▶ [Required task] The entries are to be returned exactly, with images left out.
***
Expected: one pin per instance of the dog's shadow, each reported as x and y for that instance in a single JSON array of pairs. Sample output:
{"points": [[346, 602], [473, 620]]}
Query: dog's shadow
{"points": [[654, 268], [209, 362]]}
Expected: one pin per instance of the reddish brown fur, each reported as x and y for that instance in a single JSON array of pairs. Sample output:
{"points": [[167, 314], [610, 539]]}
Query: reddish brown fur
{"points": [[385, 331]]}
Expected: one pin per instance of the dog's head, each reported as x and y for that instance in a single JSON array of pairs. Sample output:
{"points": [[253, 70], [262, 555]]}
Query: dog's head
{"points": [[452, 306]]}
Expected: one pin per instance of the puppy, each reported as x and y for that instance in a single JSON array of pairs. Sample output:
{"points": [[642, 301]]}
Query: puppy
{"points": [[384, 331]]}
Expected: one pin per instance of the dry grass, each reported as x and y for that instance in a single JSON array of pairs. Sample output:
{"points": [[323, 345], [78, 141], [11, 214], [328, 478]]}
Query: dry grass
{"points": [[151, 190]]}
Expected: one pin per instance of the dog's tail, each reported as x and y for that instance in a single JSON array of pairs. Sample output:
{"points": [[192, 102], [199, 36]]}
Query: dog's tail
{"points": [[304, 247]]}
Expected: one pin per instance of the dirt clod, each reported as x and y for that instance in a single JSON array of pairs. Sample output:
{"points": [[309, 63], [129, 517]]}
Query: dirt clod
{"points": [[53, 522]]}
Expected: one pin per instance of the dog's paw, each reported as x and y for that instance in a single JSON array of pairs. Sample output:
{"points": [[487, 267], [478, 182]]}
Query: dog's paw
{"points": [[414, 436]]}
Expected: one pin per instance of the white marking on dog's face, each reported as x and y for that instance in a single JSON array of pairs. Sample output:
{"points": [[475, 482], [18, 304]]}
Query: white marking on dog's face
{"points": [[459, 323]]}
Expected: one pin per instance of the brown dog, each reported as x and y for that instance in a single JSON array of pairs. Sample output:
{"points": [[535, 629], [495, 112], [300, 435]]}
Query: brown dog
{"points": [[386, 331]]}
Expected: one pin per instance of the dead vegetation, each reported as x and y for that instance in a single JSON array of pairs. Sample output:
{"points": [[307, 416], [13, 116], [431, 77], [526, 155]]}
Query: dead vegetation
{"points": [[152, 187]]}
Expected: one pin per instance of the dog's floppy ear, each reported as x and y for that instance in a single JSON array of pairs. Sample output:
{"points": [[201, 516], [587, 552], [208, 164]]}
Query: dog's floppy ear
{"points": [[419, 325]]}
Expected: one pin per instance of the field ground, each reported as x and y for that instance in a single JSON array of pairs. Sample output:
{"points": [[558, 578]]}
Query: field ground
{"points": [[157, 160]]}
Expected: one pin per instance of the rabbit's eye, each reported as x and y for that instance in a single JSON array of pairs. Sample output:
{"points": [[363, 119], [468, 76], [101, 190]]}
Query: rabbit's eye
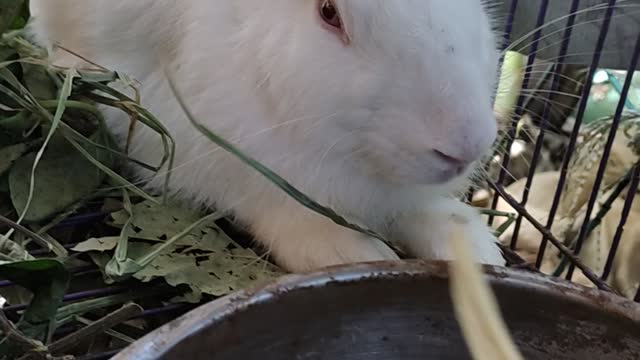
{"points": [[329, 14]]}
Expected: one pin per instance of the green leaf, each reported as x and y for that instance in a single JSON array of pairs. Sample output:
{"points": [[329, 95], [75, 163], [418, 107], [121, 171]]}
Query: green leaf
{"points": [[156, 222], [48, 280], [9, 11], [205, 258], [10, 154], [63, 177], [97, 244]]}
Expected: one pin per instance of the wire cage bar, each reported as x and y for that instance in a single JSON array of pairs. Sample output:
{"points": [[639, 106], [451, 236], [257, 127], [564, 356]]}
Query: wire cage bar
{"points": [[595, 35]]}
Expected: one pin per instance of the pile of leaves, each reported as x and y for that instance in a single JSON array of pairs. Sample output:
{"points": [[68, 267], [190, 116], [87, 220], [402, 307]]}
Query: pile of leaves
{"points": [[64, 206]]}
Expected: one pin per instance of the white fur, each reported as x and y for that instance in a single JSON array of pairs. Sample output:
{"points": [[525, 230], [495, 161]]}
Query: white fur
{"points": [[352, 125]]}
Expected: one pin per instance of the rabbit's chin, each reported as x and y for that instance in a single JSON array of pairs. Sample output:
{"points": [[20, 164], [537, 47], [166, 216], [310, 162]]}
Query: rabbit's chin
{"points": [[407, 175]]}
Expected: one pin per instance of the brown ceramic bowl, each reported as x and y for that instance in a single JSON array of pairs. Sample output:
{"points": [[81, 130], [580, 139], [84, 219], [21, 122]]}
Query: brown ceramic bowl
{"points": [[394, 311]]}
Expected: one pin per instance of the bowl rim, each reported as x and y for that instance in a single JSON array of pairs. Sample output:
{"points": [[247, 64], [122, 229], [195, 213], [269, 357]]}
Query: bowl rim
{"points": [[159, 341]]}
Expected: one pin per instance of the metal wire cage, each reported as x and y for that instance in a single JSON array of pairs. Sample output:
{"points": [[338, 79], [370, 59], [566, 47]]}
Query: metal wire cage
{"points": [[562, 35], [559, 36]]}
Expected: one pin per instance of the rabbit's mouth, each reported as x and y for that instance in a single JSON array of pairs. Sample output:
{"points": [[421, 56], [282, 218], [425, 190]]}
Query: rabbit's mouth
{"points": [[402, 168]]}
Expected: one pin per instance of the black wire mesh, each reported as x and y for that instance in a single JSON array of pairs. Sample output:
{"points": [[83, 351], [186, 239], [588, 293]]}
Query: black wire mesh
{"points": [[560, 62]]}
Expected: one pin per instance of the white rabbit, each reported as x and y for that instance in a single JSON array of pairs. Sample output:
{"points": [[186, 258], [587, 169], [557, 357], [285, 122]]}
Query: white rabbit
{"points": [[379, 109]]}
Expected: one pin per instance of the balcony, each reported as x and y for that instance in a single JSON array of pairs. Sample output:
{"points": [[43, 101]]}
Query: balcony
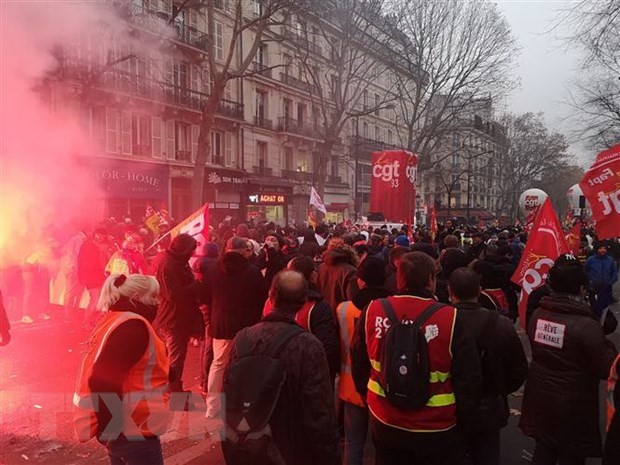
***
▶ [Full solution]
Expected: one pin per instance of the dog's shadow, each reported as x and y for that instance in a single JSON array of pairs. Sample output:
{"points": [[346, 602], [473, 620]]}
Query: dog's shadow
{"points": [[654, 268], [209, 362]]}
Expected: one pin per instance of the reddish brown fur, each reported as x and y for that instance in a single JSON array of pairs. Sample output:
{"points": [[167, 314], [610, 539]]}
Query: reddish brown fur
{"points": [[385, 331]]}
Expected: one pin per instance of the dog's head, each reported as x and y for that instance in a single JSON array of pairs. Sample output:
{"points": [[253, 70], [262, 555]]}
Query: dog's head
{"points": [[452, 306]]}
Expected: one pin per instance of the puppy, each reported as x and y for that instance in a single JSON array of pairs. Sample output:
{"points": [[642, 301]]}
Query: puppy
{"points": [[384, 331]]}
Expected: one pin per instance of the dry grass, each reported as x and y for that instance in a single JSON array of pairs. Sample output:
{"points": [[323, 345], [78, 141], [11, 214], [328, 478]]}
Query: dry grass
{"points": [[151, 190]]}
Expected: one pin per instance of the dog's tail, each reported as x and y for that instance in a single JSON array of pairs. Sample output:
{"points": [[192, 102], [199, 36]]}
Query: dog's tail
{"points": [[304, 247]]}
Expected: one pin per instance of the dirt clod, each reported as x and y for that instance in a single JSON array of pairs. Sample output:
{"points": [[309, 63], [129, 517]]}
Query: dirt clod
{"points": [[53, 522]]}
Expected: one pin per instance of the dog's paw, each reported as x and y for that instance in a single JSON array of pairs. Sample output:
{"points": [[487, 267], [478, 182]]}
Query: dog's paw
{"points": [[414, 436]]}
Expected: one pin per instance of the white marking on dog's face, each reported as x and y for that instance in a single JSON array of pairs. Sample output:
{"points": [[475, 482], [18, 304]]}
Query: white marking on dog's face
{"points": [[459, 323]]}
Expected: one pin per instance of the brown dog, each reported as x and y for that instance in a single JSON array of pairs. Sample output:
{"points": [[535, 629], [495, 112], [300, 435]]}
Query: brown dog
{"points": [[386, 331]]}
Expected: one pin per instance of the dead vegetation, each reported as x and y for that instance in a single JSON array of pairs. Sample output:
{"points": [[307, 416], [13, 116], [431, 77], [526, 155]]}
Query: dead vegetation
{"points": [[152, 187]]}
Expected: one pin per instance of the dog's floppy ear, each reported as x and y for that instance in a single JSON array of pairs. Sample output:
{"points": [[201, 516], [587, 552], [208, 164]]}
Query: dog's floppy ear
{"points": [[419, 325]]}
Expected: one pin per instance of the field ground, each reported as x and y for that instance in a single JSON array of pairs. Sample output:
{"points": [[558, 578]]}
Query: field ground
{"points": [[157, 160]]}
Expected: one pin per instance of the rabbit's eye, each reported as x and y for that instance in a single JSON array of pairs. Sample output:
{"points": [[363, 119], [468, 76], [101, 190]]}
Query: rabbit's eye
{"points": [[329, 14]]}
Expected: one pin per instance of the green leaf, each reported as x and y for that instance in a single JSON array of pairs. Sample output:
{"points": [[329, 95], [75, 163], [418, 107], [121, 171]]}
Query: green leaf
{"points": [[156, 222], [48, 280], [9, 11], [205, 258], [10, 154], [63, 177], [97, 244]]}
Expected: one pin per instance of the wire cage bar, each reported as x and y for that instance in a single JSON array of pairs. Sample output:
{"points": [[639, 106], [451, 236], [257, 127], [564, 356]]}
Query: wire cage bar
{"points": [[595, 35]]}
Expected: one pin per instance of the pile of leaves, each reported as x and y for that instance in a single JSON array of pairs. Sample output:
{"points": [[68, 267], [190, 116], [87, 220], [402, 307]]}
Query: pile of leaves
{"points": [[64, 206]]}
Expected: one pin per instance of the white fur, each reported as x and y for that instance in a single JSON array of pairs. Sample output:
{"points": [[525, 230], [495, 161]]}
Query: white fur
{"points": [[352, 125]]}
Expected: one pin per instance of the rabbit's chin, each reported as x and y for that instance in a single JSON array of pairs. Sample output:
{"points": [[20, 164], [537, 47], [166, 216], [310, 162]]}
Query: rabbit's chin
{"points": [[407, 175]]}
Expected: one pin per instance of the brown ceramic bowl, each reported as x and y for that instance in a single JSON array of pairs. Sample output:
{"points": [[81, 130], [580, 139], [84, 219], [21, 122]]}
Query: brown ceramic bowl
{"points": [[394, 311]]}
Expected: one pin per instance of the bowl rim, each reported as x and y for that instance in a single JSON array of pairs. Sample output:
{"points": [[247, 64], [122, 229], [195, 213], [269, 357]]}
Query: bowl rim
{"points": [[159, 341]]}
Expected: one pin per instance of the metal wire cage, each reported as x and y for that instance in a single JSON array of pairs. Sample output:
{"points": [[338, 79], [370, 59], [566, 47]]}
Query: metal wire cage
{"points": [[562, 35], [559, 36]]}
Expected: one pin per instance of the rabbit's mouth, each reported as x and y for that instance in a single JSON array of pairs. Sample output:
{"points": [[421, 56], [282, 218], [425, 190]]}
Query: rabbit's mouth
{"points": [[402, 168]]}
Expected: one pin per instance of the black wire mesh, each reported as x and y for that instance in a single JSON array of pairs. Sample output:
{"points": [[83, 351], [186, 239], [588, 293]]}
Query: black wire mesh
{"points": [[560, 62]]}
Expected: one pin per instance of the white rabbit, each reported as x and y for that instance in a single JSON array of pairs. Sample output:
{"points": [[186, 258], [587, 169], [557, 357], [285, 122]]}
Query: white rabbit
{"points": [[379, 109]]}
Expected: one pin per instance of the balcony, each reported as x and y for that instance in a single JSON array of pairs. Sample output:
{"points": [[43, 101]]}
Query: balcony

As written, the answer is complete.